Exercise instructions:
Where does the word "curb" appear in the data? Copy every line that holds it.

**** Exercise material ****

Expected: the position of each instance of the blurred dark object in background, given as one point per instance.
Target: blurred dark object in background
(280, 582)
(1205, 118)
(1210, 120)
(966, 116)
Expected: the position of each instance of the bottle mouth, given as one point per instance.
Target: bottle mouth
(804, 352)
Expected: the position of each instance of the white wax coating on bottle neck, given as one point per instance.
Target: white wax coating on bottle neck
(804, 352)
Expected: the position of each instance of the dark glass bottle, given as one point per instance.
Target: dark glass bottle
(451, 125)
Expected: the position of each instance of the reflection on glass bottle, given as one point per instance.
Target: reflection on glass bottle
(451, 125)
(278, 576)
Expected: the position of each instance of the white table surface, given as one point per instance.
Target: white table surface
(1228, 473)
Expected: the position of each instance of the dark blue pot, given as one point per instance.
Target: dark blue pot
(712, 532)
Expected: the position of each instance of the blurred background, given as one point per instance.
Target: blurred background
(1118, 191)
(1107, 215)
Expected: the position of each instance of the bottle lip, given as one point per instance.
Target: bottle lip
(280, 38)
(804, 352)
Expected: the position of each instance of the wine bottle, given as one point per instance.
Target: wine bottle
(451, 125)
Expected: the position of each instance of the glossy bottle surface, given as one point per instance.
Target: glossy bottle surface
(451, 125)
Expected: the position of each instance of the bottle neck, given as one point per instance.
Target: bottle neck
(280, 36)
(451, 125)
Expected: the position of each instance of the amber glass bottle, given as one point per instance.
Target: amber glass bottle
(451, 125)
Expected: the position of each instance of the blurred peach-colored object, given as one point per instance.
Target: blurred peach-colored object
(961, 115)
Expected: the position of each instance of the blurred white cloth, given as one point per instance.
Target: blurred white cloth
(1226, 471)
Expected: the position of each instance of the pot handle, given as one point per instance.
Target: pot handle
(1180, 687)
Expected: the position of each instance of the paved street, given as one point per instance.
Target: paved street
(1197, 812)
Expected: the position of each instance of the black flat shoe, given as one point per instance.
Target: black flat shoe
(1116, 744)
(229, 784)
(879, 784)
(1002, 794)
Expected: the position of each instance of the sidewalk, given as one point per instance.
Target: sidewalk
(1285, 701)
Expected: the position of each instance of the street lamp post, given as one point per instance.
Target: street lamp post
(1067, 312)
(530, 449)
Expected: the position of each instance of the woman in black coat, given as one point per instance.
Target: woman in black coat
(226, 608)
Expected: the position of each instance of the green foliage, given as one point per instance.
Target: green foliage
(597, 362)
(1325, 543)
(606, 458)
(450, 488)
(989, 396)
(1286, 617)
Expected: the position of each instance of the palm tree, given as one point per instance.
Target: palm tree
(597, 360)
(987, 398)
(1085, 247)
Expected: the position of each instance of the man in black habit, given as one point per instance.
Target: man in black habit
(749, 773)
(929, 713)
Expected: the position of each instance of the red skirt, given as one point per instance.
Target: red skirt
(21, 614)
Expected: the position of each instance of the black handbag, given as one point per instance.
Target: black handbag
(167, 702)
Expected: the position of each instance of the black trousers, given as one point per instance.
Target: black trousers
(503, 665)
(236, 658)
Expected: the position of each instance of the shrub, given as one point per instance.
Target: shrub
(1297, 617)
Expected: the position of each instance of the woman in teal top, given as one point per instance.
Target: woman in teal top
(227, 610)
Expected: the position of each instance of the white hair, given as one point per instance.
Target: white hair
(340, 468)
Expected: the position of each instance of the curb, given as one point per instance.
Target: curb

****

Output for this task:
Expected: the position of each instance of the curb, given as one point per instance.
Target: curb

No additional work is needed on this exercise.